Problem
Once the line with "each like [999,331]." is found in the entries below, repeat it and each following line exactly, up to and including the line with "each like [591,387].". Add no other lines.

══ Input

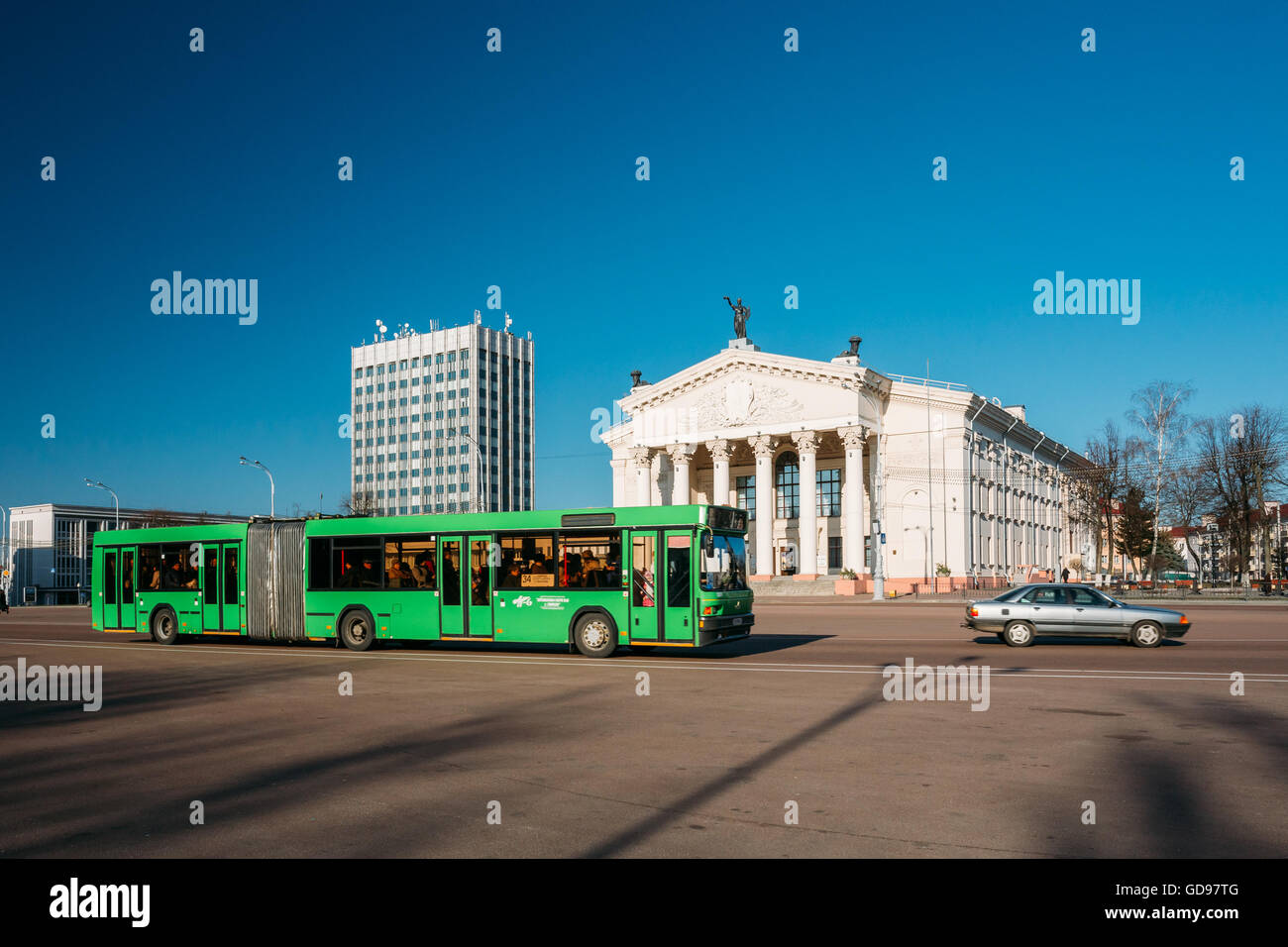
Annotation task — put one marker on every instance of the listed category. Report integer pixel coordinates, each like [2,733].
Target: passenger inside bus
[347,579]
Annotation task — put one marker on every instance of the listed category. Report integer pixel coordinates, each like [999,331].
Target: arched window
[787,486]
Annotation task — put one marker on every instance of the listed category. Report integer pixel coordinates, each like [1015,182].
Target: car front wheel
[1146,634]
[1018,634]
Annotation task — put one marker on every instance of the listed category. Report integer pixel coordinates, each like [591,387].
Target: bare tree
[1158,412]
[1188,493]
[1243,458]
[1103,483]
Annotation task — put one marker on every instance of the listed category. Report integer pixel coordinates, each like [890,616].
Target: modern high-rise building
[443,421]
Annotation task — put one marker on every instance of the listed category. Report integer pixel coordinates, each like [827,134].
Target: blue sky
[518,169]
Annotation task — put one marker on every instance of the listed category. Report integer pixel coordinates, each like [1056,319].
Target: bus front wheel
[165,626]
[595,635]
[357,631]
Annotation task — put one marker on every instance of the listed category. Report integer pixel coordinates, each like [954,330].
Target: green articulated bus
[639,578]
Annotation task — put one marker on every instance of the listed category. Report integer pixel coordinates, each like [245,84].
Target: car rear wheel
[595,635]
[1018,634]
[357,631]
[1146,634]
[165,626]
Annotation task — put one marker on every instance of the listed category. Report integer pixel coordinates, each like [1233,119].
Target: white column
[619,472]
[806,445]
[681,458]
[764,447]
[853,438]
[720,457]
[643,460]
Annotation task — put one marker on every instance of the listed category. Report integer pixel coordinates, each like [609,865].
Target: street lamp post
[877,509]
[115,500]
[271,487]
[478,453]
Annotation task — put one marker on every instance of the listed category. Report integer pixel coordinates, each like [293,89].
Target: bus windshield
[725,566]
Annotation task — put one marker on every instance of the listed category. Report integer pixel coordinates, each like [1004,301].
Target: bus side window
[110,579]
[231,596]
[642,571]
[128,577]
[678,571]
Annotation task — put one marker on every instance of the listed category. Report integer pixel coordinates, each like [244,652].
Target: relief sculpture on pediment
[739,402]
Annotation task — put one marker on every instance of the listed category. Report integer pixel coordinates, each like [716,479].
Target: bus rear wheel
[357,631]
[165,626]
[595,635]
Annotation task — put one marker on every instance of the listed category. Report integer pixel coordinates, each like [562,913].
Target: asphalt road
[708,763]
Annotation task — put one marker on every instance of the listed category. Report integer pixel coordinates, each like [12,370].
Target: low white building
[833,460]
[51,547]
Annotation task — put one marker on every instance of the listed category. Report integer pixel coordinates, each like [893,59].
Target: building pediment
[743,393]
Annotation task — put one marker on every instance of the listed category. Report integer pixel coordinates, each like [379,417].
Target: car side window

════

Reply to the exercise
Annotation task — put one marker on every instance of the listed category. Report integer pixel coordinates, each like [999,331].
Target: arched window
[787,486]
Annotation task — put one marker on every instance of the listed category. Report integer pixel coordinates, each like [1015,182].
Target: car front wheel
[1146,634]
[1018,634]
Annotation task — put one marker on every instance of the listed category. Report integer pixel coordinates, each like [591,387].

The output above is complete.